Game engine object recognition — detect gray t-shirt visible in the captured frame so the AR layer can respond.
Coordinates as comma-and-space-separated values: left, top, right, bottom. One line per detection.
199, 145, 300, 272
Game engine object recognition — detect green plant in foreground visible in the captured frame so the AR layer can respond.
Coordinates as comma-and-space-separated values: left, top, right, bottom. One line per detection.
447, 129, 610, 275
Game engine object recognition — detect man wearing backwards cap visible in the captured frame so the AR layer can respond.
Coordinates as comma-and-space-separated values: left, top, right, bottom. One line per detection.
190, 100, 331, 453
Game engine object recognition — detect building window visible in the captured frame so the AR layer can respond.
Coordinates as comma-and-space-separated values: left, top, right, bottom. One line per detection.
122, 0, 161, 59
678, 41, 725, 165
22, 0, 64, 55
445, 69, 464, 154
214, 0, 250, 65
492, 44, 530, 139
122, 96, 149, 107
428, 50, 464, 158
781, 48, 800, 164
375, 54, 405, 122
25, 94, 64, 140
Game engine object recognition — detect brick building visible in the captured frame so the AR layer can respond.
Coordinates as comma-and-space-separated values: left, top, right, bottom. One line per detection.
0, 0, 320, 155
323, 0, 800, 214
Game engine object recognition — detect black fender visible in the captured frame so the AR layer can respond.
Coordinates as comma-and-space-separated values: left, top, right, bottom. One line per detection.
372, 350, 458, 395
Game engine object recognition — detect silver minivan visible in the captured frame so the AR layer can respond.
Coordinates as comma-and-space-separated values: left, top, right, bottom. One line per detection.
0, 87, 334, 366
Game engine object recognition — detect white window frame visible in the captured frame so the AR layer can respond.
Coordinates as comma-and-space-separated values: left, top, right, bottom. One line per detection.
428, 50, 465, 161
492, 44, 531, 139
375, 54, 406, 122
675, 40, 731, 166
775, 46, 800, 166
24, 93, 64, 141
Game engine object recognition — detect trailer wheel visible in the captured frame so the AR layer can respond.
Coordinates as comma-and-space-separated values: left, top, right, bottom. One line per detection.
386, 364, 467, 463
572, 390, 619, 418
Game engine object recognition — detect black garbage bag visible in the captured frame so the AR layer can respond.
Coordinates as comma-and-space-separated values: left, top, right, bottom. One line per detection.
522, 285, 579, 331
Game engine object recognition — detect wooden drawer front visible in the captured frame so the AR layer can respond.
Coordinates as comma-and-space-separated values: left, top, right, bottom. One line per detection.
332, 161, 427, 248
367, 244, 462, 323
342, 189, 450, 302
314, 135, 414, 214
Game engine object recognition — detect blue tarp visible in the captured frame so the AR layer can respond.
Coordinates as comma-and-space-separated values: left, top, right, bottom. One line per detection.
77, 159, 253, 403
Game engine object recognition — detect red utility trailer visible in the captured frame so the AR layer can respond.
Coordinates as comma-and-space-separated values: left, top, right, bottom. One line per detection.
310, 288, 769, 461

::::::::::

Directions: Reproduce the items from the line containing "Game engine object recognition — detect white" through the end of the items, keeping every request line as is, and shift each bounding-box coordinate by -131.

Exercise solution:
Game engine object recognition — detect white window frame visible in the captured frame so the AR layer can respond.
Coordinates as comma-and-space-separated values: left, top, right, bottom. One line per detection.
297, -81, 334, 30
361, -87, 400, 8
244, -77, 275, -9
544, -91, 600, 35
644, -85, 669, 35
-107, -38, -67, 10
Game engine object recognition — detect trailer wheel visible in the captured frame so the AR layer can respond.
Coordinates as comma-and-space-separated values: left, top, right, bottom. One line per detection.
255, 233, 336, 332
441, 259, 488, 287
Game engine object recognition — detect black garbage bag visible in the captured frame so the AR layer can respond.
Coordinates as comma-and-space-separated values: left, top, right, bottom. One line per detection.
391, 154, 448, 200
Game engine object recognition — detect wooden drawer front visible in the captured frame so the AR layer can respond.
Coordinates as comma-and-space-separated values: left, top, right, bottom. One line per detection.
201, 30, 296, 117
236, 113, 331, 192
211, 58, 319, 171
183, 4, 283, 83
Game engine object recognition — detect blue tarp visible in the captured frame so the AR layer can respond.
Coordinates as comma-and-space-separated values: left, top, right, bottom. One line per detection.
-54, 28, 122, 272
Game engine object recognition — detect red utility trailer visible in the captured frame so the AR layer can respond.
Coordinates as comma-and-space-separated values: left, top, right, bottom. One line per detection.
179, 157, 638, 330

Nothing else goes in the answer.